▶ Provided entries:
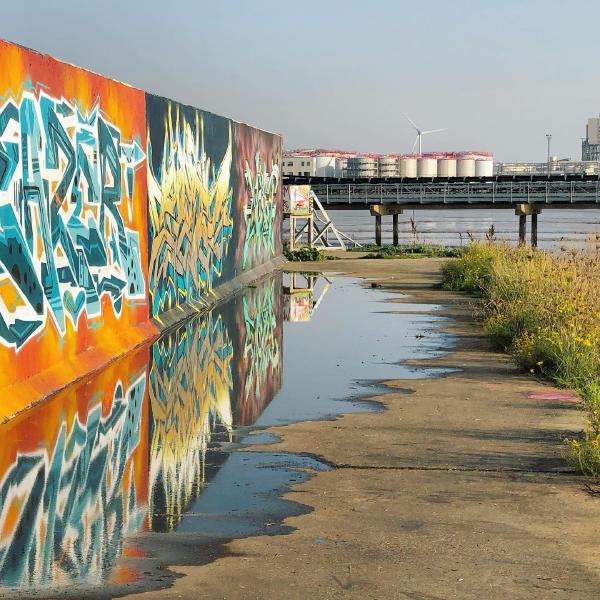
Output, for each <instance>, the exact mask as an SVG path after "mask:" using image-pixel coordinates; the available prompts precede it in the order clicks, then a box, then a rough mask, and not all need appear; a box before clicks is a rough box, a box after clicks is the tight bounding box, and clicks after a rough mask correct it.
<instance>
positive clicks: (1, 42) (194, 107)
mask: <svg viewBox="0 0 600 600" xmlns="http://www.w3.org/2000/svg"><path fill="white" fill-rule="evenodd" d="M3 43H4V44H9V45H11V46H16V47H17V48H22V49H23V50H26V51H27V52H32V53H33V54H37V55H39V56H43V57H46V58H49V59H50V60H53V61H55V62H57V63H60V64H63V65H67V66H69V67H73V68H74V69H80V70H81V71H85V72H86V73H90V74H91V75H95V76H97V77H102V78H104V79H108V80H109V81H113V82H115V83H118V84H119V85H123V86H125V87H127V88H130V89H132V90H136V91H138V92H140V93H142V94H146V95H149V96H154V97H156V98H163V99H164V100H169V101H170V102H176V103H177V104H181V105H182V106H185V107H189V108H192V109H194V110H201V111H202V112H205V113H209V114H211V115H215V116H217V117H221V118H223V119H228V120H229V121H231V122H232V123H236V124H238V125H245V126H246V127H251V128H252V129H257V130H259V131H262V132H263V133H267V134H269V135H274V136H276V137H279V138H280V139H283V136H282V134H280V133H277V132H274V131H269V130H267V129H262V128H260V127H256V126H255V125H252V124H251V123H246V122H244V121H238V120H237V119H233V118H231V117H226V116H225V115H220V114H218V113H215V112H213V111H211V110H206V109H204V108H200V107H198V106H193V105H191V104H187V103H186V102H182V101H180V100H175V99H174V98H167V97H166V96H162V95H161V94H155V93H154V92H149V91H147V90H143V89H142V88H139V87H137V86H135V85H131V84H130V83H127V82H125V81H121V80H120V79H116V78H115V77H109V76H107V75H103V74H102V73H98V72H97V71H94V70H93V69H90V68H88V67H82V66H81V65H76V64H75V63H72V62H69V61H68V60H63V59H61V58H56V57H55V56H52V55H51V54H47V53H46V52H41V51H39V50H35V49H34V48H30V47H29V46H25V45H24V44H19V43H18V42H13V41H12V40H8V39H6V38H2V37H0V44H3Z"/></svg>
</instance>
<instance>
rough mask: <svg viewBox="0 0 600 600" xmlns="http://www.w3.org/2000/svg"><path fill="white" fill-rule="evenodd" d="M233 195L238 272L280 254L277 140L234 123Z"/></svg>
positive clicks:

▶ Task directions: Your answer must be the number of lines above that contain the word "rough", stated alone.

▶ Response box: 2